# [What is needed]
Repeat only part of the entries. Start at the line that has "Where can the grassy" and keep going through the last line, exactly as given.

-- Supplied material follows --

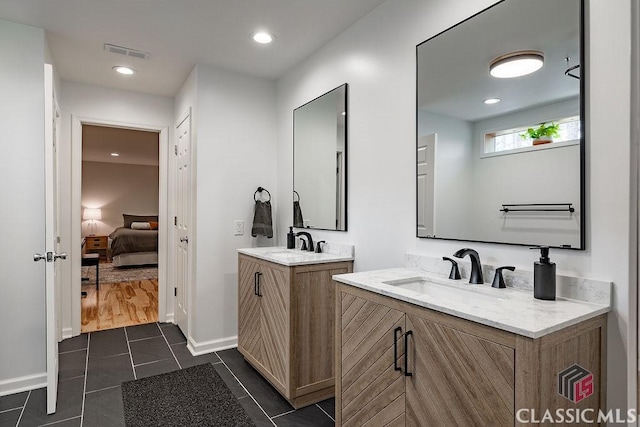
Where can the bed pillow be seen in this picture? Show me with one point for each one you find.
(128, 219)
(140, 226)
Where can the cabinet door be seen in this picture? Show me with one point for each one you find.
(274, 291)
(249, 311)
(372, 390)
(457, 378)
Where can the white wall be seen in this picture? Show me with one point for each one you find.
(22, 305)
(376, 57)
(454, 183)
(103, 105)
(234, 144)
(118, 189)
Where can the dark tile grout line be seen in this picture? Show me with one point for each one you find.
(23, 408)
(169, 345)
(325, 412)
(133, 367)
(245, 389)
(86, 374)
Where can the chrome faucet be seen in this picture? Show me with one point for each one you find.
(476, 268)
(309, 246)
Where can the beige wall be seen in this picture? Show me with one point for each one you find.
(117, 189)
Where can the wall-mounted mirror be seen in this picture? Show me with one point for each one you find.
(481, 176)
(320, 162)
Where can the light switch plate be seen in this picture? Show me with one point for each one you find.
(238, 227)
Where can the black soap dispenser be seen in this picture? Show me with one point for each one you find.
(544, 276)
(291, 239)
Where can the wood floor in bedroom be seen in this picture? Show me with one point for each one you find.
(115, 305)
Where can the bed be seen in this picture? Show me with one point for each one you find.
(136, 242)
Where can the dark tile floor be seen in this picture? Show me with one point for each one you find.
(93, 366)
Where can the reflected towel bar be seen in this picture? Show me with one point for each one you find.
(538, 207)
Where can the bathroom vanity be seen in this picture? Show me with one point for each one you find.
(286, 314)
(415, 348)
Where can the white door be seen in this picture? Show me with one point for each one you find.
(51, 254)
(426, 185)
(182, 220)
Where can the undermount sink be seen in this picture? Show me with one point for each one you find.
(433, 288)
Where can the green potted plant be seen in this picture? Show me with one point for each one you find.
(542, 134)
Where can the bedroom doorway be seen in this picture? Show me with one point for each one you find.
(120, 204)
(122, 289)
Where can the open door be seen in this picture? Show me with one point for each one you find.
(51, 239)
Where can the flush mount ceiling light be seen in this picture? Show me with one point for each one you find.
(262, 37)
(127, 71)
(516, 64)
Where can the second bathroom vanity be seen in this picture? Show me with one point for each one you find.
(286, 318)
(415, 348)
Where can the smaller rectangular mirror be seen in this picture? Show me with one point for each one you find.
(320, 162)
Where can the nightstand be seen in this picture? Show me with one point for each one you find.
(97, 245)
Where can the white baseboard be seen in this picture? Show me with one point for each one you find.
(20, 384)
(67, 333)
(199, 348)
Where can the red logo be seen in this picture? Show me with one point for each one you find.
(575, 383)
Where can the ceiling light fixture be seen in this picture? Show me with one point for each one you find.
(262, 37)
(516, 64)
(127, 71)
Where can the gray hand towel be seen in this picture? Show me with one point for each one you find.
(298, 222)
(262, 225)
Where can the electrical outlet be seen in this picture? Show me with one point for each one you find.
(238, 227)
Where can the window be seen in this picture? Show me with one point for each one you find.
(511, 139)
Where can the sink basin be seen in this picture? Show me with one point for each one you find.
(433, 288)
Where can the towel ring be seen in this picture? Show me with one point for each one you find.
(260, 189)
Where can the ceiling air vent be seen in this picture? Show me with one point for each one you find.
(126, 51)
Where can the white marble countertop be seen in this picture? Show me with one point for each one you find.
(509, 309)
(291, 257)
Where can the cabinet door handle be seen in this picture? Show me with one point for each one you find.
(395, 348)
(406, 354)
(259, 291)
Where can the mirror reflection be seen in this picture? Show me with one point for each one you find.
(500, 158)
(320, 162)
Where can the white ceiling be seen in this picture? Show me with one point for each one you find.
(454, 66)
(181, 33)
(134, 147)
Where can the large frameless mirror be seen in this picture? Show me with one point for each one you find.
(320, 162)
(501, 158)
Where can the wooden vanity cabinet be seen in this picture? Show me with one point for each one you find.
(286, 325)
(400, 364)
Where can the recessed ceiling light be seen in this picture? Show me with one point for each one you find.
(124, 70)
(262, 37)
(516, 64)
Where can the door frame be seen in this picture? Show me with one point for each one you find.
(76, 206)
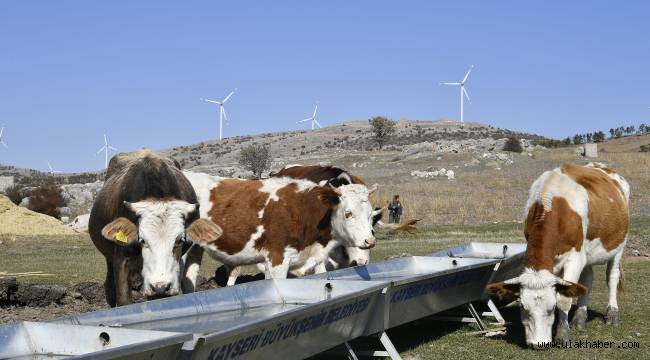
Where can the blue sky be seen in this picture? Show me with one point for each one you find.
(70, 70)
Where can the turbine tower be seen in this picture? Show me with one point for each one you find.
(313, 119)
(2, 141)
(463, 92)
(106, 148)
(222, 111)
(52, 171)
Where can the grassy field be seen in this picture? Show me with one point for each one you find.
(74, 259)
(482, 193)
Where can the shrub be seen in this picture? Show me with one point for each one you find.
(256, 158)
(382, 129)
(46, 199)
(513, 145)
(15, 194)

-- Supplied material concluded --

# [Problem solution]
Where can the grassy field be seen in this picture? Show me with one point for each one you find.
(74, 259)
(482, 193)
Where can the shrub be seen in this picture? Show me with one point for each one you find.
(256, 158)
(382, 129)
(46, 199)
(513, 145)
(15, 194)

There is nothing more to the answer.